━━ Source text ━━
Module 2 - Tensors¶
We now have a fully developed autodifferentiation system built around scalars. This system is correct, but you saw during training that it is inefficient. Every scalar number requires building an object, and each operation requires storing a graph of all the values that we have previously created. Training requires repeating the above operations, and running models, such as a linear model, requires a for loop over each of the terms in the network.
This module introduces and implements a tensor object that will solve these problems. Tensors group together many repeated operations to save Python overhead and to pass off grouped operations to faster implementations.
All starter code is available in https://github.com/minitorch/Module-2 .
To begin, remember to activate your virtual environment first, and then clone your assignment:
>>> git clone {{STUDENT_ASSIGNMENT2_URL}}
>>> cd {{STUDENT_ASSIGNMENT_NAME}}
>>> pip install -Ue .
You need the files from previous assignments, so maker sure to pull them over to your new repo.
Tasks¶
For this module we have implemented the skeleton tensor.py file for you. This is a subclass of Variable that is very similar to scalar.py from the last assignment. Before starting, it is worth reading through this file to have a sense of what a Tensor Variable does. Each of the following tasks ask you to implement the methods this file relies on:
tensor_data.py : Indexing, strides, and storage
tensor_ops.py : Higher-order tensor operations
tensor_functions.py : Autodifferentiation-ready functions
Tasks 2.1: Tensor Data - Indexing¶
Note
This task requires familiarity with tensor indexing. Be sure to first carefully read the Guide on Tensors. You may also find it helpful to read tutorials on using tensors/arrays in Torch or NumPy.
The MiniTorch library implements the core tensor backend as
minitorch.TensorData
. This class handles indexing, storage,
transposition,
and low-level details such as strides. You will first implement these core
functions
before turning to the user-facing class minitorch.Tensor
.
━━━
━━ Source material ━━
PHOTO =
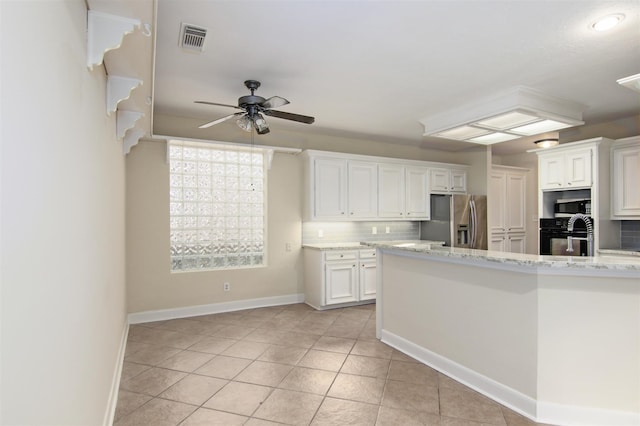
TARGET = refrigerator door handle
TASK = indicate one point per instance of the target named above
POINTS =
━━━
**Tasks to carry out:**
• 1. On the Module 2 page, why does the module introduce a tensor object in place of the scalar-based system? Answer in one to three sentences.
• 2. Carry the Module 2 page forward, starting after its last sentence.

**Per-task outputs:**
• 1. The scalar-based autodifferentiation system is correct but inefficient. Every scalar needs its own object, each operation stores a graph of all previously created values, and running a model such as a linear model requires a for loop over each term. Tensors group many repeated operations together, which saves Python overhead and lets grouped operations go to faster implementations.

• 2.
Todo
Complete the following functions in minitorch/tensor_data.py, and pass tests marked as task2_1.
-
minitorch.
index_to_position
(index, strides)¶ Converts a multidimensional tensor index into a single-dimensional position in storage based on strides.
- Parameters
index (array-like) -- index tuple of ints
strides (array-like) -- tensor strides
- Returns
position in storage
- Return type
int
-
minitorch.TensorData.
permute
(self, *order)¶ Permute the dimensions of the tensor.
- Parameters
order (list) -- a permutation of the dimensions
- Returns
a new TensorData with the same storage and a new dimension order.
- Return type
TensorData
Tasks 2.2: Tensor Operations¶
Note
This task requires familiarity with higher-order tensor operations. Be sure to first carefully read the Guide on Operations. You may also find it helpful to go back to Module 0 and make sure you understand higher-order functions and currying in Python.
Tensor operations apply high-level, higher-order operations to all elements in a tensor simultaneously. In particularly, you can map, zip, and reduce tensor data objects together. On top of this foundation, we can build up a Function class for Tensor, similar to what we did for the ScalarFunction. In this task, you will first implement generic tensor operations and then use them to implement forward for specific operations.
We have built a debugging tool for you to observe the workings of your expressions to see how the graph is built. You can run it in project/show_expression.py. You can alter the expression at the top of the file and then run the code to create a graph in Visdom:
## Run your tensor expression here
def expression():
x = minitorch.tensor([10, 12], (2,), requires_grad=True)
x.name = "x"
z = minitorch.tensor([10, 12], (2,), requires_grad=True)
z.name = "z"
y = x * z + 10.0
y.name = "y"
return y
>>> python project/show_expression.py
Todo
Add functions in minitorch/tensor_ops.py and minitorch/tensor_functions.py for each of the following, and pass tests marked as task2_2.
-
minitorch.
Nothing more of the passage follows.